-- start INPUT DATA --
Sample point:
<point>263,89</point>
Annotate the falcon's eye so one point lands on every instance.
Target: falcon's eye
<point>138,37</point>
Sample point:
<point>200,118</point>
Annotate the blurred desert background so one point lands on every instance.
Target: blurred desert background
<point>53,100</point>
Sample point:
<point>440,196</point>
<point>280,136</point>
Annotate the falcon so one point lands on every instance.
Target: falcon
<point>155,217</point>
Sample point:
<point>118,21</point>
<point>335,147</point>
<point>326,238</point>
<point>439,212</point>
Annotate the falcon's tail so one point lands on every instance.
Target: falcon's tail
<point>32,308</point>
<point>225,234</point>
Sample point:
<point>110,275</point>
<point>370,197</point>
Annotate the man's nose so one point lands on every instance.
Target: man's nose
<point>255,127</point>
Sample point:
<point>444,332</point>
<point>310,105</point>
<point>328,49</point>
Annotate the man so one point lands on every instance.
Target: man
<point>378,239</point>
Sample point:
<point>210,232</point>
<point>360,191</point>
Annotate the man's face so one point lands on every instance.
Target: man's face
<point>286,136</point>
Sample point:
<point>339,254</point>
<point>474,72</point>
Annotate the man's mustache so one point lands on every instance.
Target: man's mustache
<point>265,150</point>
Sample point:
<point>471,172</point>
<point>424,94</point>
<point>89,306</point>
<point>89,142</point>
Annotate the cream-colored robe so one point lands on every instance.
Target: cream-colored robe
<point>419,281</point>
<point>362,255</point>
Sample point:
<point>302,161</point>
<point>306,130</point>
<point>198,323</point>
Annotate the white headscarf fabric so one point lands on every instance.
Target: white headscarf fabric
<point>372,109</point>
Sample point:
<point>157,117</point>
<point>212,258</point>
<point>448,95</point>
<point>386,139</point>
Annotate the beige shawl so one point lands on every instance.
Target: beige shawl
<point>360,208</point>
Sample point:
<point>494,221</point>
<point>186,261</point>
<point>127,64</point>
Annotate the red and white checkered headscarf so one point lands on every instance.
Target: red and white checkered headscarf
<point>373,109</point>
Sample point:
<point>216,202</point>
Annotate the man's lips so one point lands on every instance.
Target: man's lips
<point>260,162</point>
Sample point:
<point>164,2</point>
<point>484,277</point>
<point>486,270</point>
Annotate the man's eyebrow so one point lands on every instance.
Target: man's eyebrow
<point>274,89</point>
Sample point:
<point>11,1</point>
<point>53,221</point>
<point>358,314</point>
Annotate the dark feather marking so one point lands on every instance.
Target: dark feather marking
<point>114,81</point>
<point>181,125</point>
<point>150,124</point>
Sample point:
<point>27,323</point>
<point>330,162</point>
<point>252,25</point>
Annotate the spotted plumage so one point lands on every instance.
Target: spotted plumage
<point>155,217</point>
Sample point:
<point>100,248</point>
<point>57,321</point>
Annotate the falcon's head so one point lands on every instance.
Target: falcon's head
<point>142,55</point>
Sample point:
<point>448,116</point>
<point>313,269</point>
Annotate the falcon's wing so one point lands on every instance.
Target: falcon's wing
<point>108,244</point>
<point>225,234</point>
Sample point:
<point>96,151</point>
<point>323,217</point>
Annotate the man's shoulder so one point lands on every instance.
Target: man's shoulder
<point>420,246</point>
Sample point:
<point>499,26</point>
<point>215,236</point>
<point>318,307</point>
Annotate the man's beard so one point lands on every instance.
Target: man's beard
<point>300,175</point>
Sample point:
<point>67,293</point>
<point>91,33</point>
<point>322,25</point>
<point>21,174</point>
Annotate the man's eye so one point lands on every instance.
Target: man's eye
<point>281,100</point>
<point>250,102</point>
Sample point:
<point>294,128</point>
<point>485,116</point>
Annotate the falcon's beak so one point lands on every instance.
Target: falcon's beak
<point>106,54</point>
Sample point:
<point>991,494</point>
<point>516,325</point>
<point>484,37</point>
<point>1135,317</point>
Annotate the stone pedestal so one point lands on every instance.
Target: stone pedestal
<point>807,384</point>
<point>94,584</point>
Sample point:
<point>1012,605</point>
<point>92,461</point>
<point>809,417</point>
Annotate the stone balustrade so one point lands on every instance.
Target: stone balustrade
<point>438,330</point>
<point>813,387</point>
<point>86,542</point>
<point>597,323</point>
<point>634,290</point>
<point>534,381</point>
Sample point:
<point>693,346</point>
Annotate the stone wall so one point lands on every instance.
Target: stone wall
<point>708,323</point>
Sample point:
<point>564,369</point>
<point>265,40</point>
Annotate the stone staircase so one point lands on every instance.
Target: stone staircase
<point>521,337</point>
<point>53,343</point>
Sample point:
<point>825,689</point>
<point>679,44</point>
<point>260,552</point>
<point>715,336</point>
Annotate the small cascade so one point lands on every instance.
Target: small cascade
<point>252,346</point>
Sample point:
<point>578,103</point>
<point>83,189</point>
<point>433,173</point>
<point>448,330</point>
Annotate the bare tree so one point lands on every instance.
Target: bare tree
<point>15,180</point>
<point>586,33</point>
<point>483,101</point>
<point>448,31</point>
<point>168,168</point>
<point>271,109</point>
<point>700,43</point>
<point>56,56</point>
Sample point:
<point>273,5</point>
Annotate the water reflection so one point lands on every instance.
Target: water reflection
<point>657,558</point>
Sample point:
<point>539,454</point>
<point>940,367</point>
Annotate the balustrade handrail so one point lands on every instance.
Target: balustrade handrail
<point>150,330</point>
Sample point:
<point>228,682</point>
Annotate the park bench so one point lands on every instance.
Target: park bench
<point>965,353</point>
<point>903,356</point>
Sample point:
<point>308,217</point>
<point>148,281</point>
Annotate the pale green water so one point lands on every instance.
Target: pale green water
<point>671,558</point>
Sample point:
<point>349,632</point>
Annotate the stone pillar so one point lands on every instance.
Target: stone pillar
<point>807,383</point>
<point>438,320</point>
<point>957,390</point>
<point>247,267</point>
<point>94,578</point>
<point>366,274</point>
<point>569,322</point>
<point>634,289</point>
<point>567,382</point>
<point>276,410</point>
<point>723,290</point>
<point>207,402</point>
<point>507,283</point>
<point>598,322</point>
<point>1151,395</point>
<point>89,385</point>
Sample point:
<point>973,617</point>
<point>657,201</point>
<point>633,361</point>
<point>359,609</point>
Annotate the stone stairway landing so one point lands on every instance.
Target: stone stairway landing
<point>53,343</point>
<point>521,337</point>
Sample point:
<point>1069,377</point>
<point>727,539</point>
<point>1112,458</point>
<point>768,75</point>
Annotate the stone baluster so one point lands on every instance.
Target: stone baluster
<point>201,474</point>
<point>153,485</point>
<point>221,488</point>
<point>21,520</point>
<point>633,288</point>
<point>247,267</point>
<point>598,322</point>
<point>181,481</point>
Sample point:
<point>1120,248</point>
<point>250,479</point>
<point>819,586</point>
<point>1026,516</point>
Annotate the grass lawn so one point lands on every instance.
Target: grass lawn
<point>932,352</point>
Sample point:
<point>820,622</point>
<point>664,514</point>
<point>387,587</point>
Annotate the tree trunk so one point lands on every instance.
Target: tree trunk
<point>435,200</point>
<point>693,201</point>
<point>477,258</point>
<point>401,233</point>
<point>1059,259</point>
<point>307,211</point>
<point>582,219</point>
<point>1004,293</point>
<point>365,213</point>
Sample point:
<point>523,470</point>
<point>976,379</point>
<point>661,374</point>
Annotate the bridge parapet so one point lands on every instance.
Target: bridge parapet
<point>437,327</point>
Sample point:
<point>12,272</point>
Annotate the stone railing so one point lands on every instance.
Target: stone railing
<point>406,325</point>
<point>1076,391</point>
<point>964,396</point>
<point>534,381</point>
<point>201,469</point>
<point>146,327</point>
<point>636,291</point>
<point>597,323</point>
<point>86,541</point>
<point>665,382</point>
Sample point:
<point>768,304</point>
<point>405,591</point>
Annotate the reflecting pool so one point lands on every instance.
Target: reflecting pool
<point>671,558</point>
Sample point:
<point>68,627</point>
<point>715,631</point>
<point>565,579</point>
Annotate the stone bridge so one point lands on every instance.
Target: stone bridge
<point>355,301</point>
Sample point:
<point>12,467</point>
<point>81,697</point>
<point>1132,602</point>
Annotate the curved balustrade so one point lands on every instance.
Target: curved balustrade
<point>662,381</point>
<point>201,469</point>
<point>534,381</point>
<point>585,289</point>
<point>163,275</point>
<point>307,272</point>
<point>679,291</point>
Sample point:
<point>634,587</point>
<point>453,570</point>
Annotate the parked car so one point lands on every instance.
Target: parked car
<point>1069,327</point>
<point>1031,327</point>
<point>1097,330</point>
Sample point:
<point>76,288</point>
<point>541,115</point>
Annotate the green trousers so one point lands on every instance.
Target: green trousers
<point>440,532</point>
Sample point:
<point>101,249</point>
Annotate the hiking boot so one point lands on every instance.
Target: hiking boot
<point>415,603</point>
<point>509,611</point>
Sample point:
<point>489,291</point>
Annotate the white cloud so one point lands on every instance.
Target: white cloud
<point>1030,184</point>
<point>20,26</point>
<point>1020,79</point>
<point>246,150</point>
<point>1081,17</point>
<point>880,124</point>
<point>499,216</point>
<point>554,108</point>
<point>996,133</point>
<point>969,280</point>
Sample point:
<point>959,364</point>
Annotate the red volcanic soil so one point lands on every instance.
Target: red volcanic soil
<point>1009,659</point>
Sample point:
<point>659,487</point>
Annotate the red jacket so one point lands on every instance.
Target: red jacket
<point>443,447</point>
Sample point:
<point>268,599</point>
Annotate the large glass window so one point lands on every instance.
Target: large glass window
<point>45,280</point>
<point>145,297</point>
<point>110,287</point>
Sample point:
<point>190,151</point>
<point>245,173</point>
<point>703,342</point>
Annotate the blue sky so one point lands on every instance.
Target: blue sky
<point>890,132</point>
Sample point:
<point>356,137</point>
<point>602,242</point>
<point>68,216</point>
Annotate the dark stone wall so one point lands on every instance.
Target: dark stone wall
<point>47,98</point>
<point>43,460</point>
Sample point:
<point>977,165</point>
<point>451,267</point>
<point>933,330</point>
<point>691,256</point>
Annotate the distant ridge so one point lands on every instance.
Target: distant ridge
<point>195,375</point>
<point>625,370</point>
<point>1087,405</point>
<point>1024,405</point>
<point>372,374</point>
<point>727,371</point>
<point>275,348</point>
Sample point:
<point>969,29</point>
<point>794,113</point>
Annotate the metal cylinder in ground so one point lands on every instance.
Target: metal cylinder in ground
-- end INPUT DATA --
(REQUIRED WORK): Copy the rows from the start through the line containing "<point>265,150</point>", including that line, and add 84 to every coordinate in the answer points. Keep the request lines and sample points unchanged.

(FULL RESPONSE):
Sample point:
<point>263,89</point>
Annotate the falcon's eye so one point lands on every instance.
Target: falcon's eye
<point>222,121</point>
Sample point:
<point>200,118</point>
Annotate the blurred desert background so one point lands on every instance.
Target: blurred desert background
<point>137,184</point>
Sample point:
<point>440,196</point>
<point>280,136</point>
Annotate the falcon so one point lands on every instance.
Target: falcon
<point>239,301</point>
Sample point:
<point>118,21</point>
<point>335,147</point>
<point>326,238</point>
<point>439,212</point>
Annotate the falcon's tail so one point lands on every instance.
Target: falcon's tail
<point>116,392</point>
<point>309,318</point>
Sample point:
<point>110,275</point>
<point>370,197</point>
Annotate the man's nose so one point lands on every instance.
Target: man's nose
<point>339,211</point>
Sample point:
<point>444,332</point>
<point>310,105</point>
<point>328,49</point>
Annotate the man so one point lands on every instance.
Target: man
<point>462,323</point>
Sample point:
<point>210,232</point>
<point>360,191</point>
Annotate the man's face so one point lands on every instance.
Target: man's face
<point>370,220</point>
Sample point:
<point>339,254</point>
<point>474,72</point>
Annotate the man's mustache so one point lands on every instance.
Target: man's mustache
<point>349,234</point>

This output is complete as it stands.